## DOCUMENT SEGMENT
## begin

Monday, April 10, 2017

Adventures in Vegetarianism

I've been a 98% vegetarian cook for awhile now (there are those occasional dips into fish, chicken, or if we stretch way back, lamb). However, when I moved home I jumped wholeheartedly into the wealth of pre-prepared vegetarian meat analogues. Stripples are my favorite. The recent gift from a friend of several cans of Worthington Choplets, Little Links, and Veggie Burger (to say nothing of a large frozen Dinner Roast) has my mind racing for dinner ideas. Tonight was the first episode of Monique Cooks a Vegetarian Meat.

Searches for recipes for "choplets" didn't get me very far, but I soon discovered that searching simply for "chops" yielded a fantastic array of recipes originally designed for pork chops. Striking upon one that would involve delving into the soon-to-be-rotten apples in the fridge door meant instant approval from the economical dinner perspective. Thus I present, Apple and Onion Choplet Casserole, prepared with the flourish of my European ceramic IKEA knives and a good old-fashioned cast iron skillet excavated from my mother's pan drawer.

The recipe
The Meat Analogue
The results:
Floured and browning in the oil and butter 
Piled on the apples and onions before covering to steam for 30 minutes 
The delicious results, the apple completely infused the dish

Family vote:
J: "It was GOOD!"
E: Weird texture, good flavor
Me: Can I eat six in one sitting without ill results? (three hours later, the three I ate suggest, no)

Wednesday, October 7, 2015

Recipe Roundup

I have not been consistent about taking photos or writing down results from my cooking adventures since the last Roundup, but decided better late than never! So here is a small sampling of what I've been cooking up over here in the last ten months (with an emphasis on more recent cooking, as we were on the road most of that year and adventurous cooking proved impossible in under-equipped kitchens; however, I ate very, very well, despite this deficiency!!).

The patty is a vegetarian fava bean and walnut combo based on this recipe. VERY good :) 
Peri-Peri chicken based on a fond remembrance of Nando's heavenly bites. Basically we each claimed a half, doused it in our favorite sauce (mild for me, very spicy for Matt), and cooked it in a cazuela in the oven.

## end

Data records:
## begin

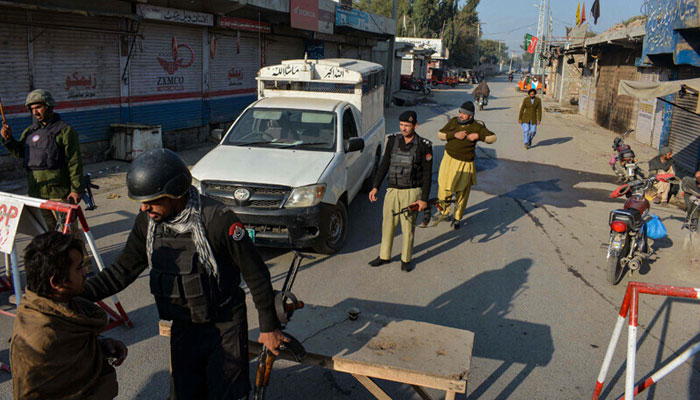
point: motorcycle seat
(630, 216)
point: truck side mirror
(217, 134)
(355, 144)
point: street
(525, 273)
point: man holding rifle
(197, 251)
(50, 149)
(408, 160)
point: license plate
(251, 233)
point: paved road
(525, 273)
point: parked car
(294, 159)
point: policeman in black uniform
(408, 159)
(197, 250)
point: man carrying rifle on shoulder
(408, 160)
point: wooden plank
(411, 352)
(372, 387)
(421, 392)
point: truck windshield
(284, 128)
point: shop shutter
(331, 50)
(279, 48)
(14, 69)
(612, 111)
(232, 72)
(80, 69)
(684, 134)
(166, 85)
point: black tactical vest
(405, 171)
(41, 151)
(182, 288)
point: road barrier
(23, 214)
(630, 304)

## end
## begin

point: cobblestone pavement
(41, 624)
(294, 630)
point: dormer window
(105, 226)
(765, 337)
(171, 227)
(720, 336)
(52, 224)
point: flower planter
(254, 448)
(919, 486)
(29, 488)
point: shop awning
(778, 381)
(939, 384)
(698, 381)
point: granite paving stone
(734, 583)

## end

## WHAT TO DO
1. According to the cooking blog, what dish did the author make with the Worthington Choplets?
2. Extract every line of the records that contains the string "rifle". Matching is case-sensitive.

## EXPECTED OUTPUTS
1. Apple and Onion Choplet Casserole.

2.
point: man holding rifle
point: man carrying rifle on shoulder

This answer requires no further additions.